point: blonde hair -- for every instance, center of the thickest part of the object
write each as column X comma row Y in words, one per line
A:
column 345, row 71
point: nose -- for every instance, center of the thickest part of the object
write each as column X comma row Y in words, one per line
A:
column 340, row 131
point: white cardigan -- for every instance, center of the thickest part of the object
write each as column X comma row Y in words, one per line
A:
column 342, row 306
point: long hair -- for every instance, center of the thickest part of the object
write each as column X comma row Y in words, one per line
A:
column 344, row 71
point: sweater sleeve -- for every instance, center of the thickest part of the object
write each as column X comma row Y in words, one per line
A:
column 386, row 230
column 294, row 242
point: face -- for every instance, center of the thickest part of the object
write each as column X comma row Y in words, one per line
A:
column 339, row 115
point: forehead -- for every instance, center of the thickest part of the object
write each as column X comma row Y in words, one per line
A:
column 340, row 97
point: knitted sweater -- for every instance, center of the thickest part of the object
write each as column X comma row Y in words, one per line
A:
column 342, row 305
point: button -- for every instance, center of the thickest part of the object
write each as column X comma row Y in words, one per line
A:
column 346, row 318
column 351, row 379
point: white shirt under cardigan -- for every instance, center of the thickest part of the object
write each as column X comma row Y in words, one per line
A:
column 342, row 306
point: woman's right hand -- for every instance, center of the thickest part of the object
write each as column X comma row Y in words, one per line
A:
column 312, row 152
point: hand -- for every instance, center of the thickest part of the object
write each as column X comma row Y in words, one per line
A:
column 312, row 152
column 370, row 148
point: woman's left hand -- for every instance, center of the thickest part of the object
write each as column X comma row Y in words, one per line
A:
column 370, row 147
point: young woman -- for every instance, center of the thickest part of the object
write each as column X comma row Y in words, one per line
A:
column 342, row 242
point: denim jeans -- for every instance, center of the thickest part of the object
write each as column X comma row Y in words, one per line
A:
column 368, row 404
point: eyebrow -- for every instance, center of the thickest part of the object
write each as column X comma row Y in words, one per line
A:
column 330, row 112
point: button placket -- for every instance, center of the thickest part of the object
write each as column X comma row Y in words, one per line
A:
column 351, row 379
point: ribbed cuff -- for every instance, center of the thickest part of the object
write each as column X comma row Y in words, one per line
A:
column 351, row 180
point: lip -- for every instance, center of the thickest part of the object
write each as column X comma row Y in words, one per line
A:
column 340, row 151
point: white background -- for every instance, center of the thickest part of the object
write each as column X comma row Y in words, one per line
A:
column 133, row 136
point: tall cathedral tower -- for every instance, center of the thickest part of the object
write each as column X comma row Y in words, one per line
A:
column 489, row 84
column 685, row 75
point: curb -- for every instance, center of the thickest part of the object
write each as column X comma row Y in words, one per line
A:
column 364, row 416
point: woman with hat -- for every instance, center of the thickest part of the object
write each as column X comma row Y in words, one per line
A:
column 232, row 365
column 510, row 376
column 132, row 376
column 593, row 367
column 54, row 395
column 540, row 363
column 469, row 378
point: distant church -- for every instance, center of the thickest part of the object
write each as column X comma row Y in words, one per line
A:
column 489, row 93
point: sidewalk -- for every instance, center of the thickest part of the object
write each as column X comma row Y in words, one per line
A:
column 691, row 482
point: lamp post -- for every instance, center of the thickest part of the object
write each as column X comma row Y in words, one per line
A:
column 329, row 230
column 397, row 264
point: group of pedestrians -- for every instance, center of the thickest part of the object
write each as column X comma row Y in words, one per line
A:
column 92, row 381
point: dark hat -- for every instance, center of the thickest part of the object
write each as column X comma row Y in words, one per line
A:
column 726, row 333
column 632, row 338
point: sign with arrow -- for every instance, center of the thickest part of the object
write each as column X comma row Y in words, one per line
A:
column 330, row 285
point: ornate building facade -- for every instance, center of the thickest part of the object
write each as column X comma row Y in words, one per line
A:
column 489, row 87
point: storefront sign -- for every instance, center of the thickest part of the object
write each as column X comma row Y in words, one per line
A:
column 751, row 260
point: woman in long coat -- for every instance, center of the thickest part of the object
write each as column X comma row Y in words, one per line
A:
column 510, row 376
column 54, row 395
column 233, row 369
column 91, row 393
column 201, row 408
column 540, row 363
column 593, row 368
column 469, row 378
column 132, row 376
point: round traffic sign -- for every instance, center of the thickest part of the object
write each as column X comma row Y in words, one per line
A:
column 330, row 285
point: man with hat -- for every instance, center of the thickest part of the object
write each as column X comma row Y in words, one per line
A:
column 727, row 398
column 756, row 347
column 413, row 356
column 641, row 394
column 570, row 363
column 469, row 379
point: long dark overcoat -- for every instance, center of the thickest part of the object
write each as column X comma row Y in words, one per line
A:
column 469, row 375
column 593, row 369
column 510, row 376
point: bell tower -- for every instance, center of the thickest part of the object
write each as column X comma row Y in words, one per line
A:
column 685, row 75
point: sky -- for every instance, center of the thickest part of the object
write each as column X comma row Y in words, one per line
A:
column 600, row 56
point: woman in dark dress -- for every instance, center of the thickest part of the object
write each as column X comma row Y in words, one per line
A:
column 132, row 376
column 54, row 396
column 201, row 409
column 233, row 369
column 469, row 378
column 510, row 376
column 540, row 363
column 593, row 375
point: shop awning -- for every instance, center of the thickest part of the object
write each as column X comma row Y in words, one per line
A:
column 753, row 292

- - - - - - -

### PROMPT
Give the number of lines in the data that contain the string "tower" and nothing more.

### ANSWER TO THIS PROBLEM
2